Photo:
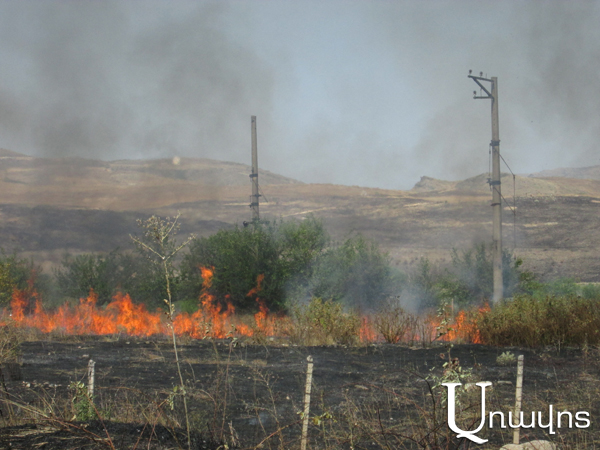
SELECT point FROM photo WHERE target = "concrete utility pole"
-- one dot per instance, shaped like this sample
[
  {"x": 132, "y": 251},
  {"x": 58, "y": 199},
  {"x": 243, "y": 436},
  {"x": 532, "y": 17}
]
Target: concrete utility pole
[
  {"x": 254, "y": 174},
  {"x": 495, "y": 182}
]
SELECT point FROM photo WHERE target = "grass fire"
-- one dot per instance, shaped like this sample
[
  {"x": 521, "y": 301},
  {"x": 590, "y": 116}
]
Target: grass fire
[{"x": 220, "y": 361}]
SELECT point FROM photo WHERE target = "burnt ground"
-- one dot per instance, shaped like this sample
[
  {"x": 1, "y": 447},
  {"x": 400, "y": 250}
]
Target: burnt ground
[{"x": 367, "y": 397}]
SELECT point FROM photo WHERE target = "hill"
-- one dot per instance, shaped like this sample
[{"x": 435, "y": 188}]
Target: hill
[{"x": 51, "y": 206}]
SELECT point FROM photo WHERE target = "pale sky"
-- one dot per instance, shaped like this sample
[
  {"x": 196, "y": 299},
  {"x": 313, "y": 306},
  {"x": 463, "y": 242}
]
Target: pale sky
[{"x": 369, "y": 93}]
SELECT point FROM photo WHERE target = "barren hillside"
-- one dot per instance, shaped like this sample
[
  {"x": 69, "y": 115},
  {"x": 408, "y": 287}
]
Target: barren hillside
[{"x": 49, "y": 206}]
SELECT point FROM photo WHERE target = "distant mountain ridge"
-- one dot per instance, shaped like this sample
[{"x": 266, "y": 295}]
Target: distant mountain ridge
[
  {"x": 19, "y": 168},
  {"x": 50, "y": 206}
]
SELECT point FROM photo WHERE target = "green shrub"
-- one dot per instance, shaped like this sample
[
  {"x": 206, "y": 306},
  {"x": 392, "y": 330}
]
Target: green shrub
[
  {"x": 393, "y": 322},
  {"x": 324, "y": 323},
  {"x": 355, "y": 273},
  {"x": 109, "y": 274},
  {"x": 282, "y": 252},
  {"x": 532, "y": 321}
]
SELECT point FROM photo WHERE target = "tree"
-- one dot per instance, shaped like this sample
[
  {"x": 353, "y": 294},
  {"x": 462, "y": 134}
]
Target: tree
[
  {"x": 356, "y": 273},
  {"x": 283, "y": 252},
  {"x": 158, "y": 244}
]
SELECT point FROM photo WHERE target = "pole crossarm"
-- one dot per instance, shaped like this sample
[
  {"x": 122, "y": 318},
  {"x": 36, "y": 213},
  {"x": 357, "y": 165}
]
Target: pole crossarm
[
  {"x": 494, "y": 181},
  {"x": 477, "y": 80}
]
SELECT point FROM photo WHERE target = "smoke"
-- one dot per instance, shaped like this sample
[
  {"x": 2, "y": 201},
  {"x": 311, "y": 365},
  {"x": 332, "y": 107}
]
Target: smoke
[
  {"x": 350, "y": 92},
  {"x": 114, "y": 80}
]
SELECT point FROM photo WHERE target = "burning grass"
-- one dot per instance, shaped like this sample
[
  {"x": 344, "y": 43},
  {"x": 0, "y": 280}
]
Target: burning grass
[{"x": 523, "y": 321}]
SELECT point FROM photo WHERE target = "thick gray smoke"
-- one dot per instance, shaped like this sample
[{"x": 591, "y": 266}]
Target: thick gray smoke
[
  {"x": 113, "y": 80},
  {"x": 350, "y": 92}
]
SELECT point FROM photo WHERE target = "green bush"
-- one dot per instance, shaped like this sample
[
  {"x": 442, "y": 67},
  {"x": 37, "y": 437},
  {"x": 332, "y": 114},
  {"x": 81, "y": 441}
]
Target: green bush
[
  {"x": 20, "y": 273},
  {"x": 282, "y": 252},
  {"x": 468, "y": 280},
  {"x": 324, "y": 323},
  {"x": 109, "y": 274},
  {"x": 355, "y": 273},
  {"x": 532, "y": 321}
]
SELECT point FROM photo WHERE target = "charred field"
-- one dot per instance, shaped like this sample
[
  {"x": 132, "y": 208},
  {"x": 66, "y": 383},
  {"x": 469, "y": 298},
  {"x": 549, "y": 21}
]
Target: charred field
[{"x": 248, "y": 395}]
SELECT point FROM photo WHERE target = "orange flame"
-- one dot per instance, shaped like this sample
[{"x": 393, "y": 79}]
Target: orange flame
[{"x": 213, "y": 319}]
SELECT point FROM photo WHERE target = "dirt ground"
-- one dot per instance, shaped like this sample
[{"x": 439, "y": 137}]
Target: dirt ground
[{"x": 246, "y": 395}]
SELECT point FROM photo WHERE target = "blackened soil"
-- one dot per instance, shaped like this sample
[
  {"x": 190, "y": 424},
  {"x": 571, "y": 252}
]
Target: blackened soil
[{"x": 242, "y": 394}]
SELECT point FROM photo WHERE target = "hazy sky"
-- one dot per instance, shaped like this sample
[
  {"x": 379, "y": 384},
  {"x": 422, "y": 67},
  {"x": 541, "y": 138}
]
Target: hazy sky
[{"x": 369, "y": 93}]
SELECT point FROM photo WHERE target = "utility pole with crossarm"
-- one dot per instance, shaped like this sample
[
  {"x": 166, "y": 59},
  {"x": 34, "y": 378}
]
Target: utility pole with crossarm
[{"x": 495, "y": 183}]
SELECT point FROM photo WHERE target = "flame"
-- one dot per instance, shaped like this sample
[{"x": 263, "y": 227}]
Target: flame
[
  {"x": 214, "y": 318},
  {"x": 367, "y": 331}
]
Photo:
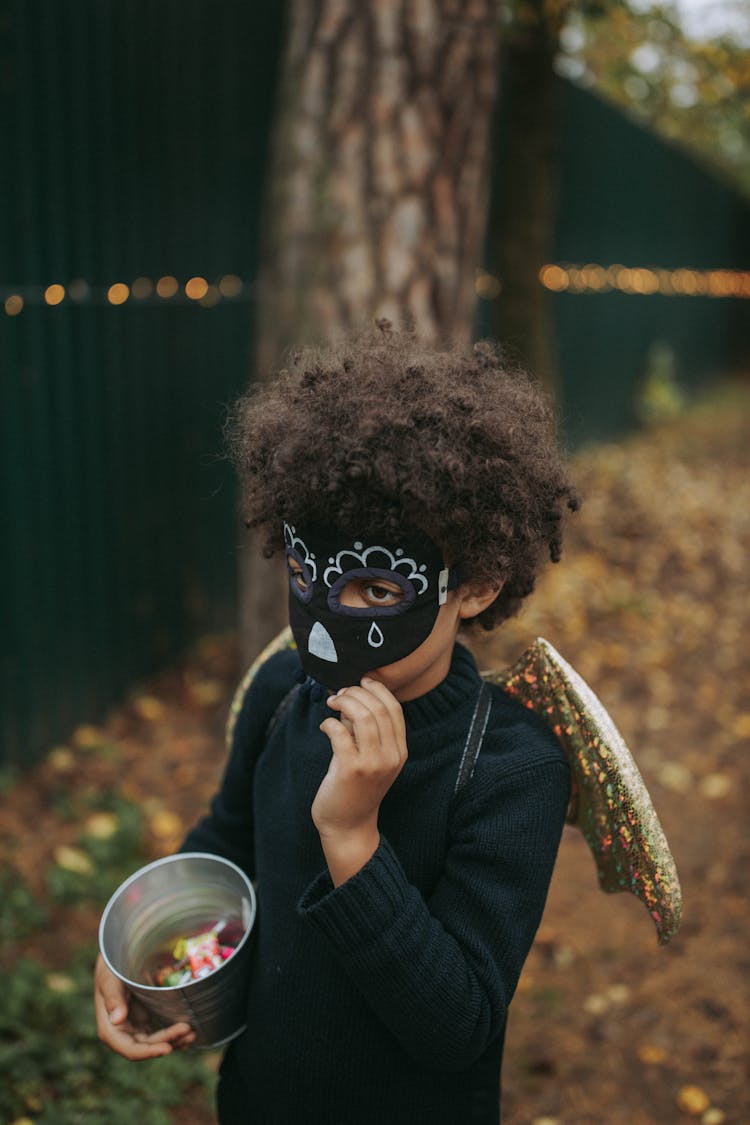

→ **What you have to do**: Which lines of the items above contain the word "crossarm"? Show each such line, and note that case counts.

→ **Full response**:
SELECT point FROM photo WHERE target = "pole crossarm"
Target: pole crossarm
SELECT point FROM photo WHERE target = "utility pole with crossarm"
Target: utility pole with crossarm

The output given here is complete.